= What the task asks =
Repeat nothing but the line containing "Task: find each instance of the black" and the lines that follow it, up to and including the last line of the data below.

= Information given =

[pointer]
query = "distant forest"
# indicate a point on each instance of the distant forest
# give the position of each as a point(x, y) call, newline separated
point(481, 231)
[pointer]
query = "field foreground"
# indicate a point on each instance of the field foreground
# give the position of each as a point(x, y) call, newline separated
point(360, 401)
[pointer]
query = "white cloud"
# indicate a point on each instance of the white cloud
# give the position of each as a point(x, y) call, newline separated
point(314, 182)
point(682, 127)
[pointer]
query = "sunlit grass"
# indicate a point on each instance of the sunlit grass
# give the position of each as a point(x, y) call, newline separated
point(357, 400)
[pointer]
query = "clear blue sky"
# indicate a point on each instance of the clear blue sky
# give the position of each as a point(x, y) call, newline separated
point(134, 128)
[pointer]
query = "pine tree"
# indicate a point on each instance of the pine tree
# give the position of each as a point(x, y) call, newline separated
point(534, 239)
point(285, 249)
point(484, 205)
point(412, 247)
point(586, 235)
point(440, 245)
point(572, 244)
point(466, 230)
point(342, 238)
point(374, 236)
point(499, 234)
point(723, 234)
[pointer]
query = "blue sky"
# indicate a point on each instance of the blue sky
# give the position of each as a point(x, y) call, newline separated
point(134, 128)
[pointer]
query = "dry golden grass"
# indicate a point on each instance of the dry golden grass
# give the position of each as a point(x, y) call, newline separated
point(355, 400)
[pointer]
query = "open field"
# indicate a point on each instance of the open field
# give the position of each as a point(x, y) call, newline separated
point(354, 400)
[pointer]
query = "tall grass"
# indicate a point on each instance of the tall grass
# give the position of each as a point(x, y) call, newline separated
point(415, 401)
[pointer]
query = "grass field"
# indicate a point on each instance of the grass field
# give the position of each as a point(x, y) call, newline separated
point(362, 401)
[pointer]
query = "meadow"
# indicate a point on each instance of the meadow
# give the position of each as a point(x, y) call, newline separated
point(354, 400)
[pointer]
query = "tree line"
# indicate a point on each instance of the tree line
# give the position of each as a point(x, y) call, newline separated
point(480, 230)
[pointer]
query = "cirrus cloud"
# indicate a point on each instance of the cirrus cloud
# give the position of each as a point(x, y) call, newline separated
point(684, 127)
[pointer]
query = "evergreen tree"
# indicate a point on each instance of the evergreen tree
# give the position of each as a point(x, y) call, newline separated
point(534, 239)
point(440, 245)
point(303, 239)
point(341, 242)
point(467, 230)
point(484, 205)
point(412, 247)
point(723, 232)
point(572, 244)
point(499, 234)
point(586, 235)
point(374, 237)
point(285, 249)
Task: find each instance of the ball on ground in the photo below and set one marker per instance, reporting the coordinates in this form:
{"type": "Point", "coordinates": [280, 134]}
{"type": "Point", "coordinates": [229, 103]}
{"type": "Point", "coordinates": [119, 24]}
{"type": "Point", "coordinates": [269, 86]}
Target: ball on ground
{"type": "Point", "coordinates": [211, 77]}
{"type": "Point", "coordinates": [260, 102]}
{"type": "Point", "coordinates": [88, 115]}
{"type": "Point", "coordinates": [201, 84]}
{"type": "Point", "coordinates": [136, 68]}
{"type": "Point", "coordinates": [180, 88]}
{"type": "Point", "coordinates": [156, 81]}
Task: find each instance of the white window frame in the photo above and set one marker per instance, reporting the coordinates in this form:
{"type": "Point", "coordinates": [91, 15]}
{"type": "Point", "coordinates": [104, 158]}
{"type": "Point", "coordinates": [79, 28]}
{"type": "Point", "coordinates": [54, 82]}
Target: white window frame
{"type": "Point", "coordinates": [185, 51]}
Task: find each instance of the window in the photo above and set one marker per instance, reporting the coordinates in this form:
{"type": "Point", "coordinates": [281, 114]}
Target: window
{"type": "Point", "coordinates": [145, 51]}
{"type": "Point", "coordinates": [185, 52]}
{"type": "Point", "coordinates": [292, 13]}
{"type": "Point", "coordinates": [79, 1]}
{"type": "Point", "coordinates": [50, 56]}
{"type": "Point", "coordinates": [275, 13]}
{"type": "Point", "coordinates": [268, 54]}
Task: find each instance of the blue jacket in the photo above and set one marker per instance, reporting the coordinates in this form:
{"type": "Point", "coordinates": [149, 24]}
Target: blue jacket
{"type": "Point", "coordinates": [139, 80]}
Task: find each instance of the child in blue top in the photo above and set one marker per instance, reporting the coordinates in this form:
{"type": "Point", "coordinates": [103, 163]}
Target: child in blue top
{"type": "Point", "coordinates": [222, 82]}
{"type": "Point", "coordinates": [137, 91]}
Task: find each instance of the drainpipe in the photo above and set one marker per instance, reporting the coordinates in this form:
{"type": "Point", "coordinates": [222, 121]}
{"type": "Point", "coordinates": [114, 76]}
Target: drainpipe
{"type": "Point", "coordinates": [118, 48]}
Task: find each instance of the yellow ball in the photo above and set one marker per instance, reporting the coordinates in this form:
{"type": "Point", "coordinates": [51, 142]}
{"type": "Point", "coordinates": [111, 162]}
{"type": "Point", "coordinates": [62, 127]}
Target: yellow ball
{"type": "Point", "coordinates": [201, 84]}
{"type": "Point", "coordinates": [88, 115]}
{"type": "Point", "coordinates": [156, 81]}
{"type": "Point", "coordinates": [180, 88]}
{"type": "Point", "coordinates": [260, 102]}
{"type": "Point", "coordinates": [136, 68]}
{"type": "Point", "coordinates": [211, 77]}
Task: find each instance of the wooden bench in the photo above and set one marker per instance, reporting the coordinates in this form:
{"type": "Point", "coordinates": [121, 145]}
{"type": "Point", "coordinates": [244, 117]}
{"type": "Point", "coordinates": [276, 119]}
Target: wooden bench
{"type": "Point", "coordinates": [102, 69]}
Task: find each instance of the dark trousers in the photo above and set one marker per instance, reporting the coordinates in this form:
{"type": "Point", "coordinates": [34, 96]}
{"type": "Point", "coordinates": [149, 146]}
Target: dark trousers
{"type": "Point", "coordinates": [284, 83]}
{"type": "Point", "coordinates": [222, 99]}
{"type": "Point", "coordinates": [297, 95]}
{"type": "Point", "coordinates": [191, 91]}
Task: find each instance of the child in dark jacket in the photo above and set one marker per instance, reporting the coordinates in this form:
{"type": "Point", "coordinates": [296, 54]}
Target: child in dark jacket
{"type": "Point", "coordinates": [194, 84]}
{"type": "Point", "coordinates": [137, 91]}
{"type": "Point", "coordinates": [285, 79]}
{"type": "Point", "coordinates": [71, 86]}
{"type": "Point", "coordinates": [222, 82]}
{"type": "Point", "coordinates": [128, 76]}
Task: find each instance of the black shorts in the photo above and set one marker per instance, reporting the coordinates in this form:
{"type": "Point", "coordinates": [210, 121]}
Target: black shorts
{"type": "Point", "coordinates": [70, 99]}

= Response below =
Task: find each instance of the black shorts in the photo above and set one marker per instance, reporting the coordinates in this form:
{"type": "Point", "coordinates": [210, 121]}
Target: black shorts
{"type": "Point", "coordinates": [70, 99]}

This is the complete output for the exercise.